* _DOCUMENT SEGMENT_
****************************************
F. Sherwood Rowland Obituary: Nobel-Winning UC Irvine Professor Who Warned of CFCs Was 84
F. Sherwood Rowland, the UC Irvine chemistry professor who warned the world that man-made chemicals could erode the ozone layer, has died. He was 84.
Rowland, known as Sherry, died Saturday at his home in Corona del Mar of complications from Parkinson’s disease, the university announced.
In 1995, Rowland was one of three people awarded the Nobel Prize in chemistry for his work explaining how chlorofluorocarbons, ubiquitous substances once used in an array of products from spray deodorant to industrial solvents, could destroy the ozone layer, the protective atmospheric blanket that screens out many of the sun’s harmful ultraviolet rays.
The prize was awarded more than two decades after Rowland warned of the problem, and challenges to his theory plagued him for many years before he won widespread recognition for his work and leaders of nations worldwide began to act to ban or reduce usage of the chemicals.
****************************************
* _SUPPLIED INFORMATION_
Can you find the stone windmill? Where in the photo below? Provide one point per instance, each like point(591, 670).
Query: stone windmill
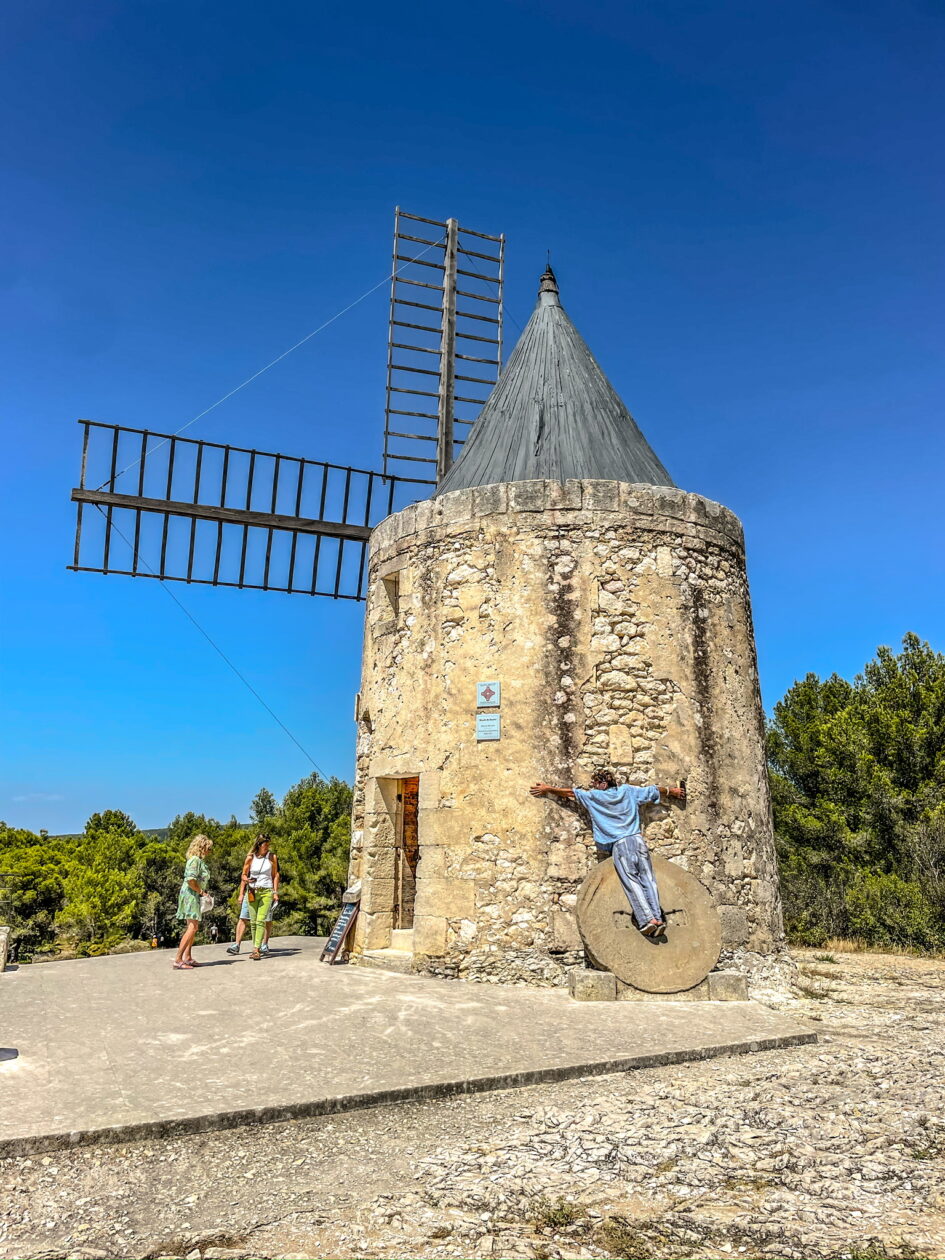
point(556, 602)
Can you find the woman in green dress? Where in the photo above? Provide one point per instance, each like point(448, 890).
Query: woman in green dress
point(197, 878)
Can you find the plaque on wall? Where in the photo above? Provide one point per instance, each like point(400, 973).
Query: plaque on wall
point(488, 694)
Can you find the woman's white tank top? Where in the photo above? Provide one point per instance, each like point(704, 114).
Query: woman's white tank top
point(261, 872)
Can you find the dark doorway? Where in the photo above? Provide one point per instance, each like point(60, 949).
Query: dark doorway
point(406, 853)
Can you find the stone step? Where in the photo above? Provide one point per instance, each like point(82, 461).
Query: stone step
point(387, 959)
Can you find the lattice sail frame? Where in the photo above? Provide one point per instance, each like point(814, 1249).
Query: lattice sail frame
point(429, 360)
point(226, 515)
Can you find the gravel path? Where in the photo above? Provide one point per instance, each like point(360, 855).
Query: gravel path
point(836, 1149)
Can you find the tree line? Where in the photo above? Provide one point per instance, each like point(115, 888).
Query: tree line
point(115, 885)
point(857, 775)
point(858, 790)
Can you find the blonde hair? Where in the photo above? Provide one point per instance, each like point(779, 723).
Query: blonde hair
point(199, 847)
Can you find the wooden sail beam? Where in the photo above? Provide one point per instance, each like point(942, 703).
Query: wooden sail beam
point(227, 515)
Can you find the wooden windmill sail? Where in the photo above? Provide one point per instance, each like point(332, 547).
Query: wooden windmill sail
point(180, 509)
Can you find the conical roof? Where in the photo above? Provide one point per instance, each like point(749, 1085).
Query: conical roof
point(553, 415)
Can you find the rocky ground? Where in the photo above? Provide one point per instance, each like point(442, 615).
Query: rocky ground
point(836, 1149)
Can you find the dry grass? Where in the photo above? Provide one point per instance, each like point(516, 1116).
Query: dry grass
point(838, 945)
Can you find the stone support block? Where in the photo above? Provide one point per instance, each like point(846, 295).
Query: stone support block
point(374, 930)
point(490, 500)
point(727, 987)
point(430, 935)
point(378, 863)
point(455, 508)
point(527, 495)
point(567, 495)
point(735, 925)
point(377, 895)
point(600, 495)
point(425, 517)
point(565, 934)
point(636, 499)
point(445, 827)
point(587, 985)
point(450, 899)
point(697, 993)
point(430, 789)
point(432, 862)
point(378, 830)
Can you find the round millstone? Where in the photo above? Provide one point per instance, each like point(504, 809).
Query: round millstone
point(677, 960)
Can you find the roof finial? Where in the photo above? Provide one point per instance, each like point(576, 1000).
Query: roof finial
point(548, 286)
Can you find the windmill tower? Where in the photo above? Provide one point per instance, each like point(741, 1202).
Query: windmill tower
point(539, 599)
point(557, 604)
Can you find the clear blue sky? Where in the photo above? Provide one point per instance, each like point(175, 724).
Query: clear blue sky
point(745, 207)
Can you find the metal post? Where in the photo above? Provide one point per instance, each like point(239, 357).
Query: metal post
point(447, 354)
point(502, 308)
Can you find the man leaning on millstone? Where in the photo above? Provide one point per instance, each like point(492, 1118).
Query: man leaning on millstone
point(615, 818)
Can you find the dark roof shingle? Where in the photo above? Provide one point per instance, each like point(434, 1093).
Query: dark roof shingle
point(553, 415)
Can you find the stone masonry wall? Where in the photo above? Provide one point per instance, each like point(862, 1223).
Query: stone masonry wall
point(616, 619)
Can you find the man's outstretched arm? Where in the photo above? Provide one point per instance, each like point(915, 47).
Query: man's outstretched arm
point(568, 793)
point(547, 790)
point(673, 793)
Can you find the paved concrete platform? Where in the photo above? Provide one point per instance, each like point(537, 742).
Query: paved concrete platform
point(125, 1047)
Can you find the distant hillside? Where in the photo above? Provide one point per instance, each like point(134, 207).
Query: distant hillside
point(158, 833)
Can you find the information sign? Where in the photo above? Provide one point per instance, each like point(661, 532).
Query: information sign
point(343, 925)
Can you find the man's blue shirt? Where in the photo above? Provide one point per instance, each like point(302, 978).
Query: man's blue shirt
point(615, 812)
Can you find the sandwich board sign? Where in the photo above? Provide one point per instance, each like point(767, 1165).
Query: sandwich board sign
point(344, 924)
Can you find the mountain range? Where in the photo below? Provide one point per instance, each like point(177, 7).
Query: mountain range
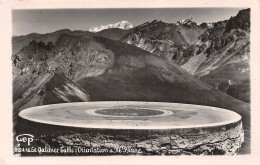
point(186, 62)
point(120, 25)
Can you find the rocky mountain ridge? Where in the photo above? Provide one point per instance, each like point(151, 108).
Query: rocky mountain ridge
point(120, 25)
point(203, 49)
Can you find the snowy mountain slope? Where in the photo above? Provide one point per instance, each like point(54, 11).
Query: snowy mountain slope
point(120, 25)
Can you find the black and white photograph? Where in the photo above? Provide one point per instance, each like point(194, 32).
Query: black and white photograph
point(164, 81)
point(131, 82)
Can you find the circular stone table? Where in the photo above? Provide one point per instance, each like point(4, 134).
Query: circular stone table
point(139, 128)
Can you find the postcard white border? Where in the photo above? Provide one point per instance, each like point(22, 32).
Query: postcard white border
point(6, 153)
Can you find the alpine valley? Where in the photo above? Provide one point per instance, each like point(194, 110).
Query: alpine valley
point(183, 62)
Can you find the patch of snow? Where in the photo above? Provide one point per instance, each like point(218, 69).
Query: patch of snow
point(121, 25)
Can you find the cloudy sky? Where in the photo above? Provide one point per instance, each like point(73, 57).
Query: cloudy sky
point(44, 21)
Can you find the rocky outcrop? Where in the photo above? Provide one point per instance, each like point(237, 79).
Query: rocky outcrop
point(221, 140)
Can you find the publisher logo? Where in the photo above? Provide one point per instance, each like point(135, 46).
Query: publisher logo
point(25, 138)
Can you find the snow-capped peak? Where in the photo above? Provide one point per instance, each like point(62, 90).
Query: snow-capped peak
point(185, 21)
point(121, 25)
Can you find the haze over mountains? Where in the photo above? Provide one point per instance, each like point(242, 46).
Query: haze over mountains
****************************************
* _TASK SET_
1. In the Rowland obituary, where did Rowland die, and from what cause?
2. Resume the Rowland obituary, picking up after its final sentence.

* _EXERCISE RESPONSES_
1. He died at his home in Corona del Mar of complications from Parkinson's disease.

2.
“We have lost our finest friend and mentor,” Kenneth C. Janda, UC Irvine physical sciences dean, said Sunday in an email to faculty. “He saved the world from a major catastrophe: never wavering in his commitment to science, truth and humanity, and did so with integrity and grace.”
The discovery “was about more than just stratospheric ozone,” said Donald Blake, a chemistry professor at UC Irvine who worked closely with Rowland for more than two decades. “It was about the whole environment and the realization that something we can do in California could have effects somewhere else in the world. It was the start of the global era of the environment.”